### [Record extracts]
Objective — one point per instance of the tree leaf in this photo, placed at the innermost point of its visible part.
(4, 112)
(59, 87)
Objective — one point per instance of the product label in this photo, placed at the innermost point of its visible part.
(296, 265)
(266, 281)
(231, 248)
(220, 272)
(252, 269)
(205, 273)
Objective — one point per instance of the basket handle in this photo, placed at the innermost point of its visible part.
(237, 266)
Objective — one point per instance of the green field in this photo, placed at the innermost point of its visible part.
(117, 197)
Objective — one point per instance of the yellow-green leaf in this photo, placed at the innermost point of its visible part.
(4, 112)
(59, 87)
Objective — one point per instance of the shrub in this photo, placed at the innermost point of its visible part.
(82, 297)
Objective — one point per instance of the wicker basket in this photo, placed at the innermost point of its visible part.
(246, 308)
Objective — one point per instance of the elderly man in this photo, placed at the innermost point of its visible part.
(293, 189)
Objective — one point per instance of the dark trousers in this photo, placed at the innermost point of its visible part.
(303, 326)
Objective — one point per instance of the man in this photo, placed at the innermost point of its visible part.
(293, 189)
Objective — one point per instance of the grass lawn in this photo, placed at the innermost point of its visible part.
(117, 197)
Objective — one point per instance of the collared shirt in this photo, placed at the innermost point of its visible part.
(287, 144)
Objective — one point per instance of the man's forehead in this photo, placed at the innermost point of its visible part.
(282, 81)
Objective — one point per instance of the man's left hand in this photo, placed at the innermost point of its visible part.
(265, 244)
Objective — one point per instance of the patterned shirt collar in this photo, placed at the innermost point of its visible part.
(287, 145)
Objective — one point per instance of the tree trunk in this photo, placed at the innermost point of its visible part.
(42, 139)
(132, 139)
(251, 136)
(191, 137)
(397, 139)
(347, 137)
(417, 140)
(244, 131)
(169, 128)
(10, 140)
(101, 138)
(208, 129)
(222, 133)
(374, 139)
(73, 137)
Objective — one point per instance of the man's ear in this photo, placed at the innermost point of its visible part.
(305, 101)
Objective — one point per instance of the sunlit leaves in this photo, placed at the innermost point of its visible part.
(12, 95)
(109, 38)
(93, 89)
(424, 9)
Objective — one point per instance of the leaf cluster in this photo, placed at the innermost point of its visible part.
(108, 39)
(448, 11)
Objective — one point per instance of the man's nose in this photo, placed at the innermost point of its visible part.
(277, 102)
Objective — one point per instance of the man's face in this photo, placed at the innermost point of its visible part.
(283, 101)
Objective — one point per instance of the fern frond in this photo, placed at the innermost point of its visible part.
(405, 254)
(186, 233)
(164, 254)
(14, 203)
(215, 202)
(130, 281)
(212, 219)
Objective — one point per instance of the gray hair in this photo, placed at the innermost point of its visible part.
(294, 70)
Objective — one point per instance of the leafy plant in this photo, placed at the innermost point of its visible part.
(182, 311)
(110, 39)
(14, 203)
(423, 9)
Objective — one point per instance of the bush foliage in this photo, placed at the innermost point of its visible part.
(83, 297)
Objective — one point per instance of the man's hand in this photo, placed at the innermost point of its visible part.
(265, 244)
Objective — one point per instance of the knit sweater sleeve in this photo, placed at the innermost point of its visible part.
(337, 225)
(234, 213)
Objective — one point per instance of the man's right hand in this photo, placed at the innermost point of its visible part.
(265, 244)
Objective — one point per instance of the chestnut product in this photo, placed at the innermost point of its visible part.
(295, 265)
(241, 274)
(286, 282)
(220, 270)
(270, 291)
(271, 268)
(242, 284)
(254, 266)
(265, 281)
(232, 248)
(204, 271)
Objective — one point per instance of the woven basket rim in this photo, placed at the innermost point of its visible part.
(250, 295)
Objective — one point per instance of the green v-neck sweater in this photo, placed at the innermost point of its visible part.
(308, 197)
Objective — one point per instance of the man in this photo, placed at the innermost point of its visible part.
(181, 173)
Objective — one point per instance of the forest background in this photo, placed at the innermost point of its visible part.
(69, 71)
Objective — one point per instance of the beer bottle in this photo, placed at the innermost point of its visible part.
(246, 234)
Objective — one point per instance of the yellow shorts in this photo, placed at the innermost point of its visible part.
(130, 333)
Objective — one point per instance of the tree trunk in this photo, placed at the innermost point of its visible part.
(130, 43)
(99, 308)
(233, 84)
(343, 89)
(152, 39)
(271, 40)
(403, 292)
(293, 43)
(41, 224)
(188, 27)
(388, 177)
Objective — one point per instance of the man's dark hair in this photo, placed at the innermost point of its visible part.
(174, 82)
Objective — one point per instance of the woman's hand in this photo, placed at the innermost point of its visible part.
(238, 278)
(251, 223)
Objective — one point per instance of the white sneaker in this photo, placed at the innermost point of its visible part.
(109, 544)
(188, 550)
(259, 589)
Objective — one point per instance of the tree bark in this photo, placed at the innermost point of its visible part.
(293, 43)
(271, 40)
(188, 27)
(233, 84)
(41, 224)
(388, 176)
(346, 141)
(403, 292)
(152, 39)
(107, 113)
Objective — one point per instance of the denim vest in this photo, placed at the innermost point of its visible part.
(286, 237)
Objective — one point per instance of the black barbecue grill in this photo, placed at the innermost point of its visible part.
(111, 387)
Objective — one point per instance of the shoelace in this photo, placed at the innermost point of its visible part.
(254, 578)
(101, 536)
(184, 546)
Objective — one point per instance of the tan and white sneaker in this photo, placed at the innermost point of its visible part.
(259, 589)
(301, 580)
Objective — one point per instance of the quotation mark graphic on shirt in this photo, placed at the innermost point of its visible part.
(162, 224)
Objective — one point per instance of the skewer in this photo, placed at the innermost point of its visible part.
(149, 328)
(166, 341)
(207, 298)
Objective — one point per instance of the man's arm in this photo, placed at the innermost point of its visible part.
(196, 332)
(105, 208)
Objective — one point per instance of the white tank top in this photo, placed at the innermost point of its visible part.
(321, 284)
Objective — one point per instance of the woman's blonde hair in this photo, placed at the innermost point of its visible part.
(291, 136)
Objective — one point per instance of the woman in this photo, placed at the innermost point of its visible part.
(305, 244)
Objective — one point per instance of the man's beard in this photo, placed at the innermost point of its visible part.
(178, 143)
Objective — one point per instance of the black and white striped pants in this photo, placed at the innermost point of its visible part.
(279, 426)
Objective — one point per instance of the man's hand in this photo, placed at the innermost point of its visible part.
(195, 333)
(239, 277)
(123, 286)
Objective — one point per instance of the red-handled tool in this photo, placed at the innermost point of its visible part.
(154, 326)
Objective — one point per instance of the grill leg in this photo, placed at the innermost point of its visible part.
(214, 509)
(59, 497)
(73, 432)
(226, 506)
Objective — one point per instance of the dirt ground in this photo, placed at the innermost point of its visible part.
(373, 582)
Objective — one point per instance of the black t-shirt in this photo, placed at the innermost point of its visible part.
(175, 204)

### [Task requirements]
Line by line, restate the data exactly.

### [Task result]
Objective — one point per instance of the tree leaf in this photo, placed at the innermost point of its visible part.
(4, 112)
(59, 87)
Objective — one point per instance of the product label in this photo, placed at the innermost point of its visible part.
(296, 265)
(266, 281)
(231, 248)
(220, 272)
(252, 269)
(205, 273)
Objective — one point per instance of the basket handle in this photo, placed at the innermost point of its visible part.
(237, 266)
Objective — one point per instance of the green field in this photo, placed at the innermost point of its visible part.
(117, 197)
Objective — one point per instance of the yellow-green leaf in this photo, placed at the innermost point of its visible part.
(4, 112)
(59, 87)
Objective — one point per instance of the shrub in this photo, placed at the innermost point of its visible part.
(82, 297)
Objective — one point per instance of the wicker basket in this photo, placed at the innermost point of its visible part.
(246, 308)
Objective — one point per instance of the elderly man in this photo, placed at the innermost point of its visible part.
(293, 189)
Objective — one point per instance of the dark trousers in this photo, placed at the innermost point of its visible part.
(303, 326)
Objective — one point per instance of the man in this photo, placed at the innermost point of its visible part.
(293, 189)
Objective — one point per instance of the grass lawn in this photo, placed at the innermost point of its visible part.
(117, 197)
Objective — one point per instance of the collared shirt in this photo, placed at the innermost point of its visible part.
(287, 144)
Objective — one point per instance of the man's forehead in this photo, placed at the innermost point of its visible part.
(282, 81)
Objective — one point per instance of the man's left hand in this photo, placed at the innermost point of its visible part.
(265, 244)
Objective — one point per instance of the patterned shirt collar in this photo, placed at the innermost point of its visible part.
(287, 145)
Objective — one point per instance of the tree trunk in this photo, placed at the innermost point of its visible part.
(42, 139)
(132, 139)
(251, 136)
(191, 137)
(397, 139)
(347, 137)
(417, 140)
(244, 131)
(169, 128)
(10, 140)
(101, 138)
(208, 129)
(222, 133)
(374, 139)
(73, 137)
Objective — one point per instance of the man's ear in this photo, placed at the innermost point of its visible part.
(305, 101)
Objective — one point per instance of the sunlit leaves in this photo, placed at the innermost point of its visible part.
(12, 95)
(109, 38)
(93, 89)
(424, 9)
Objective — one point per instance of the leaf cluster in this photo, placed at the innermost point of its visible part.
(108, 39)
(448, 11)
Objective — one point per instance of the man's nose in this photo, placed at the innermost point of its visible part.
(277, 102)
Objective — one point per instance of the man's face in this photo, placed at the innermost point of its visible part.
(283, 101)
Objective — one point per instance of the fern frond in this photo, placed at the innermost point of its visible part.
(405, 254)
(186, 233)
(164, 254)
(14, 203)
(215, 202)
(130, 281)
(212, 219)
Objective — one point per instance of the gray hair in this photo, placed at the innermost point of its visible part.
(294, 70)
Objective — one point per instance of the leafy plant in this photo, placed at the innermost point of its visible part.
(182, 311)
(110, 39)
(14, 203)
(423, 9)
Objective — one point per instance of the bush foliage in this photo, placed at the innermost point of its visible part.
(83, 297)
Objective — one point per instance of the man's hand in this photo, placed at the innermost point of its visible part.
(265, 244)
Objective — one point per instance of the knit sweater sleeve in this photo, placed at the innermost point of its visible part.
(337, 225)
(234, 213)
Objective — one point per instance of the man's right hand in this photo, placed at the innermost point of its visible part.
(265, 244)
Objective — one point per instance of the chestnut product in this photo, placed at the innermost point of its visible part.
(295, 265)
(241, 274)
(286, 282)
(220, 270)
(270, 291)
(271, 268)
(242, 284)
(254, 266)
(265, 281)
(232, 248)
(204, 271)
Objective — one point per instance of the woven basket rim in this photo, placed at the innermost point of its visible part.
(250, 295)
Objective — one point per instance of the green v-neck sweater in this photo, placed at the innermost point of its visible part.
(308, 197)
Objective — one point per instance of the man in this photo, placed at the innermost point of its visible part.
(181, 173)
Objective — one point per instance of the forest background in this photo, placed at the innermost point of its visible part.
(69, 71)
Objective — one point per instance of the beer bottle in this photo, placed at the innermost point of its visible part.
(246, 234)
Objective — one point per instance of the yellow shorts in this photo, placed at the innermost point of its visible part.
(130, 333)
Objective — one point per instance of the tree trunk in this photo, placed at the innermost point of its visible part.
(130, 43)
(99, 308)
(233, 84)
(343, 89)
(152, 39)
(271, 40)
(403, 292)
(293, 43)
(41, 224)
(188, 27)
(388, 177)
Objective — one point per instance of the man's dark hair in this photo, placed at the innermost point of its visible part.
(174, 82)
Objective — one point per instance of the woman's hand in this photo, placed at the innermost point of its visible part.
(238, 278)
(251, 223)
Objective — one point per instance of the white sneaker in this photo, placed at the innermost point of its visible part.
(109, 544)
(188, 550)
(259, 589)
Objective — one point per instance of the tree bark in this photo, placed at the innermost point of its visible part.
(293, 43)
(271, 40)
(188, 27)
(233, 84)
(41, 224)
(388, 176)
(346, 141)
(403, 292)
(152, 39)
(107, 113)
Objective — one point per instance of the denim vest in this photo, placed at the innermost point of its visible part.
(286, 237)
Objective — one point per instance of the black barbecue grill in this photo, placed at the innermost point of its visible part.
(111, 387)
Objective — one point per instance of the shoelace in this photo, placed at the innermost point of its visible part.
(254, 578)
(101, 536)
(184, 546)
Objective — one point per instance of the tan and white sneaker in this photo, placed at the innermost point of its visible part.
(259, 589)
(301, 580)
Objective — one point per instance of the quotation mark graphic on shirt in this photo, placed at the innermost point of its visible part.
(162, 224)
Objective — one point per instance of the skewer in this photo, placed at the innermost point of its visible part.
(149, 328)
(166, 341)
(207, 298)
Objective — one point per instance of the man's arm in this photo, placed at the innermost point of its visible part.
(196, 332)
(105, 208)
Objective — one point per instance of the white tank top in this photo, placed at the innermost point of its visible part.
(321, 284)
Objective — one point per instance of the woman's blonde hair in this photo, placed at the innermost point of its visible part.
(291, 136)
Objective — one point per instance of the woman in this photo, placed at the innermost point of its visible part.
(305, 244)
Objective — one point per instance of the man's beard in this photo, placed at the innermost point of its visible part.
(178, 143)
Objective — one point per instance of the black and white striped pants in this photo, placed at the innermost point of its visible part.
(279, 426)
Objective — one point per instance of the man's hand in this photo, placed at the innermost point of its visible part.
(195, 333)
(239, 277)
(123, 286)
Objective — one point per instance of the red-handled tool in this photo, placed at the innermost point of its visible part.
(154, 326)
Objective — one point per instance of the grill leg in this photo, placed at the innermost point of its visible part.
(214, 509)
(59, 497)
(73, 432)
(226, 506)
Objective — one point per instance of the dirt ground in this photo, placed at the innermost point of its visible part.
(373, 582)
Objective — one point per instance of the black t-shirt in this photo, placed at the innermost point of its visible part.
(175, 204)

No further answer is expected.